Wat je moet doen:
**1.** Herhaal woord voor woord het stuk uit de tekst over Belichaamde Taal dat begint bij de woorden met "Alleen onze BT" en ophoudt bij "inspannende, chaotische OT.".
**2.** Leg in één tot drie zinnen uit waarom het volgens de tekst over Belichaamde Taal uiteindelijk vanzelf tot ons doordringt.
**3.** Beantwoord deze vragen over de tekst over Belichaamde Taal.
(a) Waar staat de afkorting OT voor?
(b) Wat is er nog nooit in een menselijk lichaam gevonden?
(c) Wanneer wordt de realiteit van iemands Taal Verlichting onthuld?

Kenmerken,
Nadat
iemand zijn eigen Belichaamde Taal (BT) heeft verkend, niet slechts één of twee
keer, maar meerdere keren – zo vaak mogelijk – raakt hij of zij vertrouwd met
de kenmerken van zijn of haar Ontlichaamde Taal (OT) en zijn BT. Dezelfde
criteria komen keer op keer terug en toch ervaar je elke keer weer iets nieuws.
Alleen onze BT kan ons informeren over onze OT. Er is niets toevalligs aan,
aangezien onze BT mogelijk is, dankzij ons bewustzijn van de onderscheidende
kenmerken van zowel onze OT als onze BT.
Aanvankelijk
lijken de verschillende kenmerken van BT ons op zichzelf intrigerend, maar
naarmate wij voortgaan met BT, gaan ze op in dit majestueuze, nieuwe, robuuste
gedragspatroon. Zeker, de schoonheid, samenhang, consistentie en creativiteit
van onze BT is heel anders dan onze ongevoelige, ongemakkelijke,
energievretende, tegenstrijdige, onnatuurlijke, inspannende, chaotische OT.
De
realiteit van iemands Taal Verlichting (TV) wordt onthuld zodra iemand in staat
is om door te gaan met BT. Onze eigen BT is voor ons het besef dat er absoluut
geen taal binnenin ons is. Er is nooit een tekst gevonden in een menselijk
lichaam. Deze afwezigheid van onhoorbare spraak, is iets dat ons geloof in een
innerlijk zelf, psyche of het hebben van gedachten, ontkracht. Het kost uiteraard enige
tijd om onze conditionering met OT tegen te gaan, maar het begint uiteindelijk geheel
vanzelf tot ons door te dringen, omdat we, keer op keer, met BT onszelf blijven
laten weten wat we willen en ook kunnen zeggen. We ervaren met absolute zekerheid,
dat er bij het loslaten van onze BT of bij de verstilling van onze BT, er geen innerlijke ik is, die ervoor
zorgt, dat wij ons zo gedragen zoals we doen, omdat we waarheidsgetrouw, stil,
vredig en echt leeg zijn.

Gegeven materiaal:

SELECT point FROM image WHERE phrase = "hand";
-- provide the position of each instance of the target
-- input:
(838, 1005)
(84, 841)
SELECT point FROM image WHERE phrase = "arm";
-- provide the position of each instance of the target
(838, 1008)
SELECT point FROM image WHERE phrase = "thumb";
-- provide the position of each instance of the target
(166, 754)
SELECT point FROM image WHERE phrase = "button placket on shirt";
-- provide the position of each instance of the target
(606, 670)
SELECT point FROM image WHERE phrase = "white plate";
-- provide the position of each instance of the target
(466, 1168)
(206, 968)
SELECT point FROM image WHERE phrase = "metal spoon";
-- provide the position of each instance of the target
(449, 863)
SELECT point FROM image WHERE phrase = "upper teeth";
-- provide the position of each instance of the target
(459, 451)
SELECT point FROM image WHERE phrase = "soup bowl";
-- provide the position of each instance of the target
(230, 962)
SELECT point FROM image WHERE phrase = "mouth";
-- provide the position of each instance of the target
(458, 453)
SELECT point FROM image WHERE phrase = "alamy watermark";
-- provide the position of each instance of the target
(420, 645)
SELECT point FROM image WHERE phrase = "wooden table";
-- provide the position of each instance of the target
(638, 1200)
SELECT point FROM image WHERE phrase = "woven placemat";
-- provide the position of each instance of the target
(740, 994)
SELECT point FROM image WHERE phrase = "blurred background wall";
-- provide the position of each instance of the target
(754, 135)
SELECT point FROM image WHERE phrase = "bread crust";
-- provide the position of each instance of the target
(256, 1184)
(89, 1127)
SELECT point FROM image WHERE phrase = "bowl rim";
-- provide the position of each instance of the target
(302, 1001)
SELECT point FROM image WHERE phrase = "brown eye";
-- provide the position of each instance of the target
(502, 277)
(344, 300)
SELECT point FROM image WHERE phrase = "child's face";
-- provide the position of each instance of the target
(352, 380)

Uitgewerkte antwoorden:
**1.**
Alleen onze BT kan ons informeren over onze OT. Er is niets toevalligs aan,
aangezien onze BT mogelijk is, dankzij ons bewustzijn van de onderscheidende
kenmerken van zowel onze OT als onze BT.
Aanvankelijk
lijken de verschillende kenmerken van BT ons op zichzelf intrigerend, maar
naarmate wij voortgaan met BT, gaan ze op in dit majestueuze, nieuwe, robuuste
gedragspatroon. Zeker, de schoonheid, samenhang, consistentie en creativiteit
van onze BT is heel anders dan onze ongevoelige, ongemakkelijke,
energievretende, tegenstrijdige, onnatuurlijke, inspannende, chaotische OT.

**2.** Dat komt doordat we met BT onszelf keer op keer blijven laten weten wat we willen en ook kunnen zeggen. Het kost wel enige tijd om onze conditionering met OT tegen te gaan.

**3.**
(a) Ontlichaamde Taal.
(b) Een tekst.
(c) Zodra iemand in staat is om door te gaan met BT.